Segment Start: Extracted text

L’Ecole N° 41
Owner/Managing Winemaker – Marty Clubb
How did you first become involved in the wine industry and what has your trajectory looked like?
With the 2022 harvest, L’Ecole N° 41 is celebrating our 40th vintage and anniversary. L’Ecole was started in 1983 by my in-laws Jean and Baker Ferguson and was only the third winery in the Walla Walla Valley at the time, and about the 20th winery in Washington state. My wife Megan and I helped with the first harvest in 1983, and by 1989 took over ownership and management of the winery. I have been running the winery and overseeing winemaking ever since. Today, we are in our third generation of family members working in the winery and helping to shape our future. With our early start in Washington wine, we have been fortunate to participate in, and help develop the industry’s success. We have witnessed the growth from an unknown upstart wine region, to one of the most respected wine regions in the world. I have had the privilege of serving on the Board of the Washington Wine Commission, Washington Wine Institute, Walla Walla Valley Wine Alliance, Walla Walla Community College Enology and Viticulture Center, and WineAmerica during the past 35 years. L’Ecole is proud to have supported the Auction of Washington Wines since its inception (Megan and I served as Industry co-chairs in 2015/2016).
How long have you been making wine in Washington state?

Segment End: Extracted text
Segment Start: Provided material

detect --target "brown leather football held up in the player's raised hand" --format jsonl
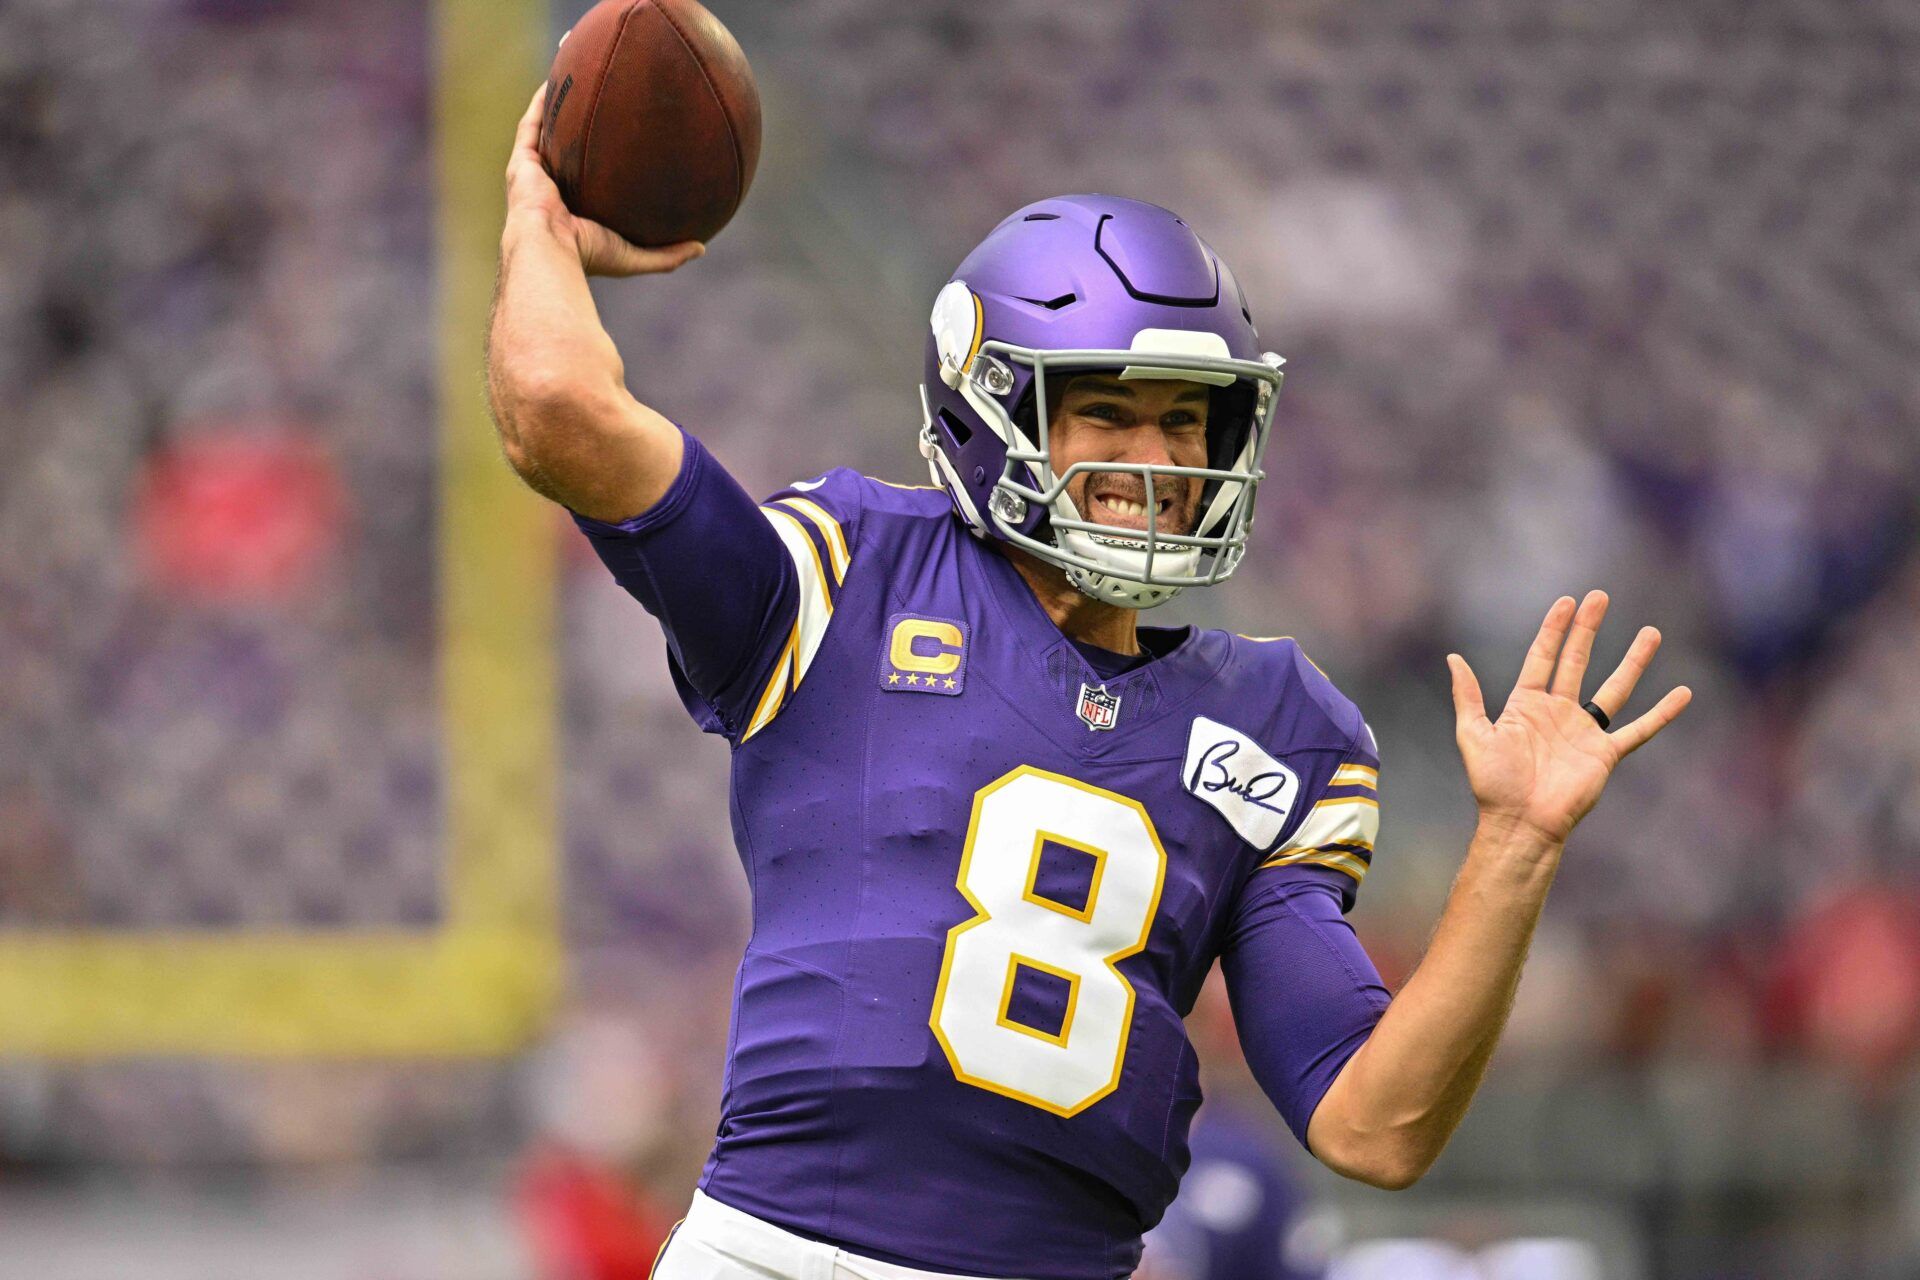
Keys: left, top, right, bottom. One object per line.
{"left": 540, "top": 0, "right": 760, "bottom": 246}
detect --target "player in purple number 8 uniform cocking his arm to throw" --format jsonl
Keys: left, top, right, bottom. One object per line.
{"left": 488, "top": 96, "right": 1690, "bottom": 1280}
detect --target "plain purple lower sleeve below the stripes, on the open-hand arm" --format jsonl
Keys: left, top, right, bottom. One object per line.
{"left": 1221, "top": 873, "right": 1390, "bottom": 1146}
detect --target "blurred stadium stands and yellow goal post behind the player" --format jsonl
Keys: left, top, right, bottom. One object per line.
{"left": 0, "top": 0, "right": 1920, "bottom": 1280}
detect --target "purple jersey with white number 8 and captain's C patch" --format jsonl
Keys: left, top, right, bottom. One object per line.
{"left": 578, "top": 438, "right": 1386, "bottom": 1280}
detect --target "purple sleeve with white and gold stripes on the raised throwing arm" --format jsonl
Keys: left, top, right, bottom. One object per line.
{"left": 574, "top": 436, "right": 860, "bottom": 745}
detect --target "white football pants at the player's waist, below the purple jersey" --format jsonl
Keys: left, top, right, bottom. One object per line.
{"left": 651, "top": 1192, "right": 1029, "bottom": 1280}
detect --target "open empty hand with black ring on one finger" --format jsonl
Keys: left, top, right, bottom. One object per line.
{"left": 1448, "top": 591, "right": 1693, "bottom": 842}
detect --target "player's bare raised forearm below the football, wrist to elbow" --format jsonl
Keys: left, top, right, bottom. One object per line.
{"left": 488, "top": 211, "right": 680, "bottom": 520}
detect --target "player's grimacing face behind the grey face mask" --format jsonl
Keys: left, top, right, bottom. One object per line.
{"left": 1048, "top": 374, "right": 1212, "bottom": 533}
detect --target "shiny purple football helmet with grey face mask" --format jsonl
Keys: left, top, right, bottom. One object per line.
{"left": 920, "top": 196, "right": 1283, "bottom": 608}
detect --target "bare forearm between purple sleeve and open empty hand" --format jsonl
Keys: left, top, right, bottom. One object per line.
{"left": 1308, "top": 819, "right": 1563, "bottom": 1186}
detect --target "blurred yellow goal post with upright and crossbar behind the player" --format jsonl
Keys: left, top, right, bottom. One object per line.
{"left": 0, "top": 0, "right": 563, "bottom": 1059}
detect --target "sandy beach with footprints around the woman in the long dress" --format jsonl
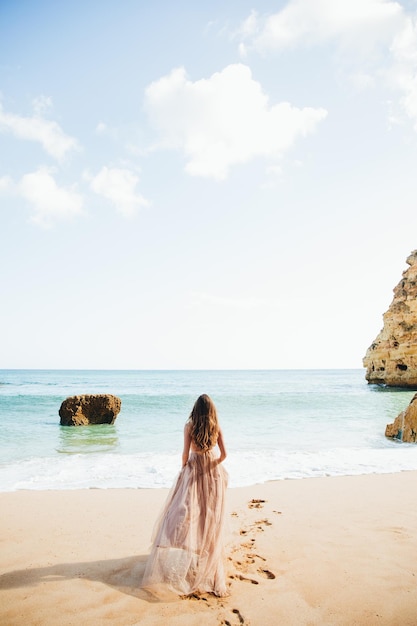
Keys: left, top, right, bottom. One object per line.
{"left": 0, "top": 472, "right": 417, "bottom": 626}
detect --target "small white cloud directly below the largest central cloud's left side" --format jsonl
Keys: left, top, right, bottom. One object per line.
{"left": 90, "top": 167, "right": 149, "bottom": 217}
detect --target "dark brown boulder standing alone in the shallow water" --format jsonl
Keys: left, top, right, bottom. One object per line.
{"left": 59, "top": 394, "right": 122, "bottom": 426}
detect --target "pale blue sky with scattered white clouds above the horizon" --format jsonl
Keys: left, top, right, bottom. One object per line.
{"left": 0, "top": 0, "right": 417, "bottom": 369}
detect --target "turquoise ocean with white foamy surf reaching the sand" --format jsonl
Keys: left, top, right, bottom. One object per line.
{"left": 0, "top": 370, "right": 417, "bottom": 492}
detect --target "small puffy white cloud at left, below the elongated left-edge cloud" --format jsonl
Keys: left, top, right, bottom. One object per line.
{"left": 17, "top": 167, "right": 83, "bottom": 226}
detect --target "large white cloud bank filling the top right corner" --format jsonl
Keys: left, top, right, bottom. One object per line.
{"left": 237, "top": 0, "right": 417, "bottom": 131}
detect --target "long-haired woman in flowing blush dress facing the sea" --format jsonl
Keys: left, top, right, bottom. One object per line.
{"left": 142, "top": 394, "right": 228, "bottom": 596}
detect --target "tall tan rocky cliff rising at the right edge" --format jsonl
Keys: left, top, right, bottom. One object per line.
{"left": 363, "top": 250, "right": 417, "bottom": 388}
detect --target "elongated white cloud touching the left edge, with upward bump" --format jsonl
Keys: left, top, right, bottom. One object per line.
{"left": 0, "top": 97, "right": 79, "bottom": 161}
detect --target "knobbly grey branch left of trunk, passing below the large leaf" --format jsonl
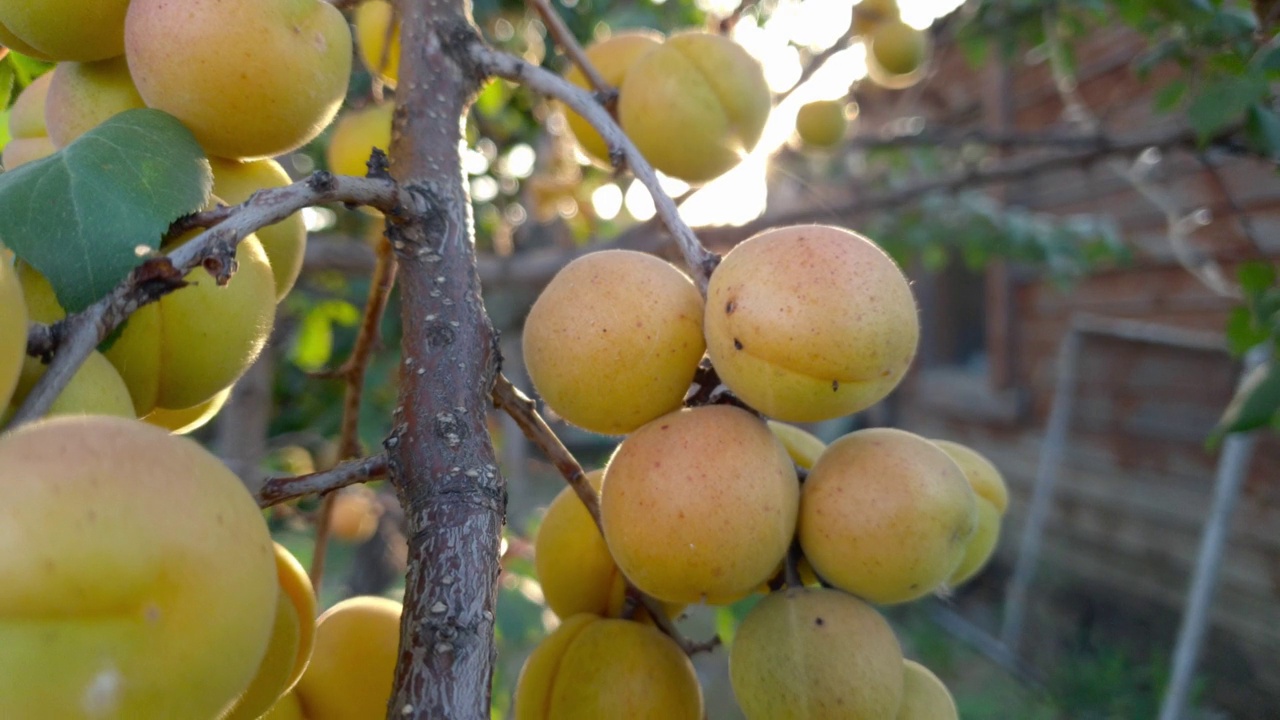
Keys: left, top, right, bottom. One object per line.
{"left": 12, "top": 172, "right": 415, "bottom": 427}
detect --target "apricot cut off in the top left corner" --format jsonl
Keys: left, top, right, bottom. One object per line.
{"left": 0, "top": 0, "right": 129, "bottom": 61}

Segment End: Provided material

> **Task directions**
Print the L’Ecole N° 41 winery interview from above again in full, word for word.

> **Answer to this exercise**
L’Ecole N° 41
Owner/Managing Winemaker – Marty Clubb
How did you first become involved in the wine industry and what has your trajectory looked like?
With the 2022 harvest, L’Ecole N° 41 is celebrating our 40th vintage and anniversary. L’Ecole was started in 1983 by my in-laws Jean and Baker Ferguson and was only the third winery in the Walla Walla Valley at the time, and about the 20th winery in Washington state. My wife Megan and I helped with the first harvest in 1983, and by 1989 took over ownership and management of the winery. I have been running the winery and overseeing winemaking ever since. Today, we are in our third generation of family members working in the winery and helping to shape our future. With our early start in Washington wine, we have been fortunate to participate in, and help develop the industry’s success. We have witnessed the growth from an unknown upstart wine region, to one of the most respected wine regions in the world. I have had the privilege of serving on the Board of the Washington Wine Commission, Washington Wine Institute, Walla Walla Valley Wine Alliance, Walla Walla Community College Enology and Viticulture Center, and WineAmerica during the past 35 years. L’Ecole is proud to have supported the Auction of Washington Wines since its inception (Megan and I served as Industry co-chairs in 2015/2016).
How long have you been making wine in Washington state?